>> START Information given

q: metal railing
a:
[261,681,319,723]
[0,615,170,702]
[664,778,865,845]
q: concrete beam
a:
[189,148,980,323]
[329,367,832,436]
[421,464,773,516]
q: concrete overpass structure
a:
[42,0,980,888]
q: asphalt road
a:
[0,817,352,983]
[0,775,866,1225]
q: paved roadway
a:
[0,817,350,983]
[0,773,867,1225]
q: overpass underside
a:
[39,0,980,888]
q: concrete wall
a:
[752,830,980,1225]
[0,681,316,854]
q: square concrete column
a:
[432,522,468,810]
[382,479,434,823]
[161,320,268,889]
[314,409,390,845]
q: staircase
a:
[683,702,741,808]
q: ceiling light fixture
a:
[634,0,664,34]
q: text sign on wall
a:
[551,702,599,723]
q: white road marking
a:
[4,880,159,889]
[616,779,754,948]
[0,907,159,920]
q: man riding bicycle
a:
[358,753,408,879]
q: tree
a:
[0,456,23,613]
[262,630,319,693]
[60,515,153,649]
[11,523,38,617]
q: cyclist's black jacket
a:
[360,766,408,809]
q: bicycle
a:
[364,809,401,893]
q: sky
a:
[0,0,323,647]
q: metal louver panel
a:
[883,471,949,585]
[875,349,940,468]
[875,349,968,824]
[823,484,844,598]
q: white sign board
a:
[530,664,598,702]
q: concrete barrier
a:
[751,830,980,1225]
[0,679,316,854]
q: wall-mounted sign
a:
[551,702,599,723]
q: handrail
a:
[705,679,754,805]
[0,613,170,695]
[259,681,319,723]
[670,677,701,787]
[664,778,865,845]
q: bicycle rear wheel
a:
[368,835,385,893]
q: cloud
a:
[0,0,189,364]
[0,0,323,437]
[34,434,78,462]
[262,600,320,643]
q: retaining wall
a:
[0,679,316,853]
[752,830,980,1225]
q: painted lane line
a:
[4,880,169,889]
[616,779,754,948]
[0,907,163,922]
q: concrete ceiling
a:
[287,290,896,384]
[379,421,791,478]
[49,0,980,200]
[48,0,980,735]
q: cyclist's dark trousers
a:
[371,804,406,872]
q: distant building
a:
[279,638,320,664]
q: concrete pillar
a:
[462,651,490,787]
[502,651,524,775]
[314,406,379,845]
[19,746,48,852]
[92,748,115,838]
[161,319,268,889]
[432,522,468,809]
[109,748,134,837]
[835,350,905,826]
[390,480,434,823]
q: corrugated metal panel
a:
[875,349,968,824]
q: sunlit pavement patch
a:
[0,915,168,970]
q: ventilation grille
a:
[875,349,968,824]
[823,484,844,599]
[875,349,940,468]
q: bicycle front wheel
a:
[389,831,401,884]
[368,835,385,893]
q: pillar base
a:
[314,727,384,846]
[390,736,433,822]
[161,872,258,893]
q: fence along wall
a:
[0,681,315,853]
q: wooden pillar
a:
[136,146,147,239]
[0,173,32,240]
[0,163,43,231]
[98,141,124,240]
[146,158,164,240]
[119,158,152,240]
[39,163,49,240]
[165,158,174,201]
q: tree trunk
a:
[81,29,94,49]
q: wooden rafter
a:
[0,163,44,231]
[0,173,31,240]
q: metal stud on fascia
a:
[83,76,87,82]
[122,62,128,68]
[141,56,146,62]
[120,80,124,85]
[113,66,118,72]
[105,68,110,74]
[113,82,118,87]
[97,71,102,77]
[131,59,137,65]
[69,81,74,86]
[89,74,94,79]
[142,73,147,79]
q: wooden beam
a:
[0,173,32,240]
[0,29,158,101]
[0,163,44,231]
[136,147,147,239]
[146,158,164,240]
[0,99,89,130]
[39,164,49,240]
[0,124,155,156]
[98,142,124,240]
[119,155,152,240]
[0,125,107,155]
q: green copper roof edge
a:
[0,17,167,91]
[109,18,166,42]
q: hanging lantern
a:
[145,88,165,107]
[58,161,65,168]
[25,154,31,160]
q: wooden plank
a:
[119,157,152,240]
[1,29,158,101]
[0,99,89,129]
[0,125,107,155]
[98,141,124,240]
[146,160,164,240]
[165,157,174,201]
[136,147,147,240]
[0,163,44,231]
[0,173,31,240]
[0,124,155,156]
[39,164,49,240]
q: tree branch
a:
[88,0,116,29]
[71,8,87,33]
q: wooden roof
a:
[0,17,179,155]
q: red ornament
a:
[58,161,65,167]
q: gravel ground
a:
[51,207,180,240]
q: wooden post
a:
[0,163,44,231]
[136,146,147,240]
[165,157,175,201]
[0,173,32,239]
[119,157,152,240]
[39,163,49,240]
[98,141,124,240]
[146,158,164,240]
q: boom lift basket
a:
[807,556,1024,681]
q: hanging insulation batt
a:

>> END Information given

→ **What you need to do**
Rewrite every line of the listing from the line holding "q: wooden post" through the end of the listing, inclusive, keeping the q lines, and move each bounding-box coordinate in the answers up by 63.

→ **Result of this task**
q: wooden post
a:
[63,226,107,294]
[199,209,210,303]
[228,220,238,264]
[63,236,95,302]
[182,220,215,303]
[102,226,112,303]
[161,204,187,303]
[209,221,227,303]
q: boom lift basket
a:
[870,619,1087,744]
q: hanging insulation batt
a:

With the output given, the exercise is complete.